[Problems to solve]
(1) Answer these from the highway cost allocation excerpt:
(a) How many vehicle width categories did the 1982 Federal HCAS define?
(b) What approach did the 1982 Federal HCAS use to allocate width related costs?
(c) On what basis is the portion of grading and drainage costs for new highway lanes that relates to neither vehicle weight nor width allocated among vehicle classes?
(2) Using the highway cost allocation excerpt, mark each statement yes or no and quote the deciding words:
(a) The width categories in the 1982 Federal HCAS extended to a hypothetical zero width vehicle.
(b) This study allocates a larger share of total pavement costs on the basis of vehicle width.
(c) The changes were applied only to additional construction costs and not to grading and drainage costs.
(3) Reproduce the stretch of the highway cost allocation excerpt from "The portion of" through "for additional capacity.", with no change to the wording.

[Page excerpt]
-------------------------

In the 1982 Federal HCAS, width related costs were allocated using an incremental approach that estimated incremental construction cost savings when designing for vehicles of different widths. Ten different vehicle width categories were defined in the 1982 Federal HCAS going all the way to a hypothetical zero width vehicle, but all except the lightest trucks, automobiles, and motorcycles were in the widest group. The analysis has been simplified somewhat for this study by eliminating the narrowest width groups and allocating a smaller share of total pavement costs on the basis of vehicle width. This is consistent with trends toward designing wider pavements for safety reasons regardless of the relative number of trucks using the roadway. These changes have been applied to both the allocation of additional construction costs related to vehicle width and to additional grading and drainage costs associated with vehicle width.

The portion of grading and drainage costs for new highway lanes that is related to neither vehicle weight nor width is allocated among different vehicle classes on the basis by PCE-VMT. These costs are essential parts of the overall construction costs that are necessitated by needs to provide additional highway capacity, and are allocated on the basis of each vehicle class' contribution to the need for additional capacity.

-------------------------

[Dataset content]
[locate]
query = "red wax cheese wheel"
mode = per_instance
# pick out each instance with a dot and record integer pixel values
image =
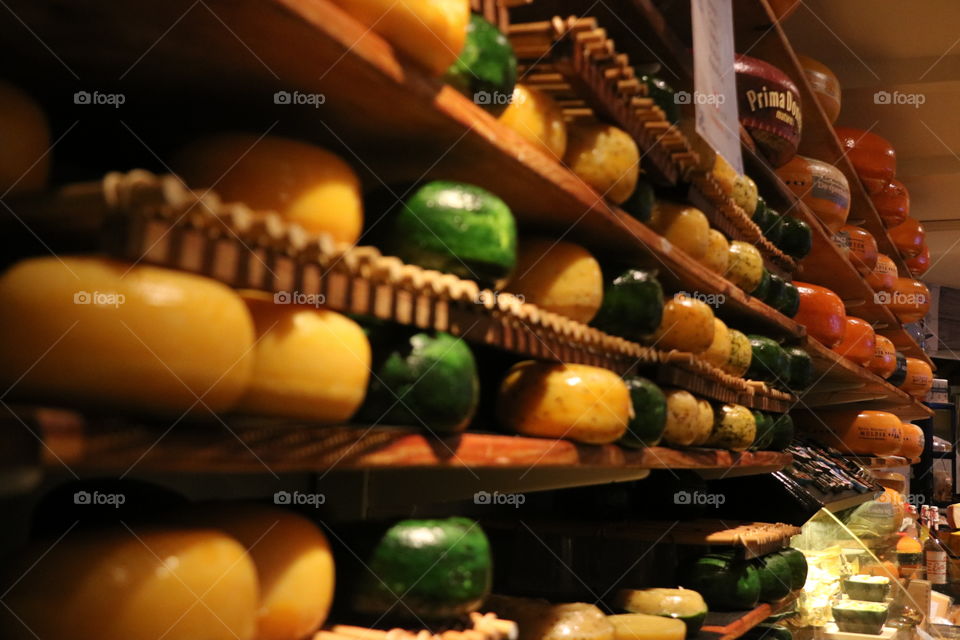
(919, 263)
(822, 313)
(909, 237)
(919, 378)
(884, 274)
(909, 300)
(769, 106)
(857, 432)
(863, 248)
(859, 341)
(824, 84)
(821, 186)
(892, 202)
(872, 156)
(911, 441)
(884, 360)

-------------------------

[Correct answers]
(1)
(a) Ten.
(b) An incremental approach that estimated incremental construction cost savings when designing for vehicles of different widths.
(c) PCE-VMT.

(2)
(a) Yes: "going all the way to a hypothetical zero width vehicle"
(b) No: "allocating a smaller share of total pavement costs on the basis of vehicle width"
(c) No: "These changes have been applied to both the allocation of additional construction costs related to vehicle width and to additional grading and drainage costs associated with vehicle width."

(3)
The portion of grading and drainage costs for new highway lanes that is related to neither vehicle weight nor width is allocated among different vehicle classes on the basis by PCE-VMT. These costs are essential parts of the overall construction costs that are necessitated by needs to provide additional highway capacity, and are allocated on the basis of each vehicle class' contribution to the need for additional capacity.